Extract provided START

Evo jedne kritike:
http://www.e.bell.ca/filmfest/2006/film ... .asp?id=58
Ako ima ko da je pogledao film - javite se sa utiscima!!!
Executive Producer: Bob Weinstein, Harvey Weinstein, Colin Vaines
Producer: Sydney Pollack, Anthony Minghella, Timothy Bricknell
Screenplay: Anthony Minghella
Cinematographer: Benoit Delhomme
Editor: Lisa Gunning
Production Designer: Alex McDowell
Sound: Jim Greenhorn, Eddy Joseph, Mike Prestwood Smith, Matthew Gough, Jamie Roden, Sven Taits
Music: Gabriel Yared, Underworld
Principal Cast: Jude Law, Juliette Binoche, Robin Wright Penn, Martin Freeman, Ray Winstone
Breaking and Entering is the latest film from Academy Award-winning director Anthony Minghella. The accomplished filmmaker reunites with Jude Law – after The Talented Mr. Ripley and Cold Mountain – and Juliette Binoche – who won an Academy Award for her work in Minghella’s The English Patient – to forge this intimate, questioning story about contemporary life.
Will (Law) is a landscape architect at a dynamic London firm. He has a great house, a stunningly lovely girlfriend, Liv (Robin Wright Penn), and a radiant daughter, Bea (Poppy Rogers). Bea is not a normal child: she never sleeps, is devastated by the sight of the colour yellow and practises gymnastics around the clock – and worrying over this is tearing Liv and Will apart.
Miro (Rafi Gavron) arrived in London as a child after he and his mother Amira (Binoche) fled the Bosnian War. Now fifteen, he skips school to do brilliantly athletic robberies for his uncle’s gang and breaks into Will’s trendy King’s Cross offices – not once, but twice. When Miro returns a third time, Will follows him home and soon finds his life desperately connected with Amira’s.
Proceeding from its premise of worlds in collision, this powerful film comments on everything from urban renewal to the plight of refugees; from cultural turmoil to the pains of parenthood. However, like The English Patient and Cold Mountain, Breaking and Entering is at root an achingly beautiful love story of the kind only Minghella can craft. Icily gorgeous cinematography mirrors the characters’ interior isolation and constant apprehension then slowly, brilliantly gives way to warmer sensibilities as doubts and bitterness thaw. Binoche, Law and Wright Penn are very strong here: they inhabit their characters completely, painting portraits of fundamentally good people whose worst misgivings are caging them in. But in the end, the film is full of optimism and light. Minghella, who also wrote the script, pointedly asks whether the only things connecting people in cities should be crime or indifference. His answer emerges in a moving story about love, trust and possibility.

Extract provided END

* **Assigned task**
Reproduce the passage of the Breaking and Entering text starting with "Miro (Rafi Gavron)" and going on through "connected with Amira’s.".

Given records START

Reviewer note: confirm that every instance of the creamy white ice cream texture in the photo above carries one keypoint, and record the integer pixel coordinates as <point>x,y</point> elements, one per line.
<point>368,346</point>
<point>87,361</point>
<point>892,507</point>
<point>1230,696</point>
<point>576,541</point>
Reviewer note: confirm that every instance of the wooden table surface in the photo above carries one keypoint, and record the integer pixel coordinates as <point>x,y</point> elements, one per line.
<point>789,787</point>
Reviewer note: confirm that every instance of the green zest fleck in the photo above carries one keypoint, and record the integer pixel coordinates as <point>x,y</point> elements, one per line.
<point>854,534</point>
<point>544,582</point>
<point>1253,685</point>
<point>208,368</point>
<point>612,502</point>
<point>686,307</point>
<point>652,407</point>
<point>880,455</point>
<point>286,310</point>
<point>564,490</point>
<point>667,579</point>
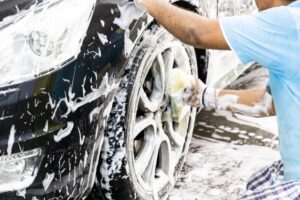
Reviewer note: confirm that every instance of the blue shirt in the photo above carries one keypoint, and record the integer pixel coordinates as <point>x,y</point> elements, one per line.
<point>272,38</point>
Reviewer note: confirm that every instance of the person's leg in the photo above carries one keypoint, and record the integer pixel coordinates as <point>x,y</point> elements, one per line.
<point>268,183</point>
<point>266,177</point>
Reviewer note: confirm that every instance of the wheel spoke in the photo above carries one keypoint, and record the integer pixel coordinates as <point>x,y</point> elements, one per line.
<point>169,60</point>
<point>145,104</point>
<point>147,153</point>
<point>158,73</point>
<point>142,123</point>
<point>170,129</point>
<point>184,62</point>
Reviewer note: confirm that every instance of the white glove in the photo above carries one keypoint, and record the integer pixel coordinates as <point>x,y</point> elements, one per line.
<point>139,5</point>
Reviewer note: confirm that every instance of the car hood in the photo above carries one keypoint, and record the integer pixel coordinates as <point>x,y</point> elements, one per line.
<point>12,7</point>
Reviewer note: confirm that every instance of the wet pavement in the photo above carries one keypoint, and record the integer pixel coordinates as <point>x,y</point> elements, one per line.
<point>225,151</point>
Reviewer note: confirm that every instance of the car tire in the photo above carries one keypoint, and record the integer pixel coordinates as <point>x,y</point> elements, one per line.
<point>144,146</point>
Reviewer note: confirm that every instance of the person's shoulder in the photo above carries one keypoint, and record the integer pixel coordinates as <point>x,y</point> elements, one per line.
<point>277,17</point>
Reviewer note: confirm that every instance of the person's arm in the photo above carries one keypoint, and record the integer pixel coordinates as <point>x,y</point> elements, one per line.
<point>252,102</point>
<point>187,26</point>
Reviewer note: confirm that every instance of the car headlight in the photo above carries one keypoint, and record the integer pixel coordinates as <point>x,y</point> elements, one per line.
<point>42,38</point>
<point>18,171</point>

Given records END

* **Task solution**
Miro (Rafi Gavron) arrived in London as a child after he and his mother Amira (Binoche) fled the Bosnian War. Now fifteen, he skips school to do brilliantly athletic robberies for his uncle’s gang and breaks into Will’s trendy King’s Cross offices – not once, but twice. When Miro returns a third time, Will follows him home and soon finds his life desperately connected with Amira’s.